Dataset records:
● ● ●

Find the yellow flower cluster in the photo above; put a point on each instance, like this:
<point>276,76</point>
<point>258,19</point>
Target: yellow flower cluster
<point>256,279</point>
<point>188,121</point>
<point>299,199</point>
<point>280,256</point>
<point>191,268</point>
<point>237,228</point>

● ● ●

Exercise task: Rewrite these records with "yellow flower cluster" changed to "yellow blossom cluster" everywhere it occurs, leaving everything else the same.

Task solution:
Find the yellow blossom cluster in the photo above; put a point on each instance, like this:
<point>276,76</point>
<point>258,19</point>
Target: yellow blossom cluster
<point>256,279</point>
<point>188,121</point>
<point>299,199</point>
<point>280,256</point>
<point>191,268</point>
<point>237,228</point>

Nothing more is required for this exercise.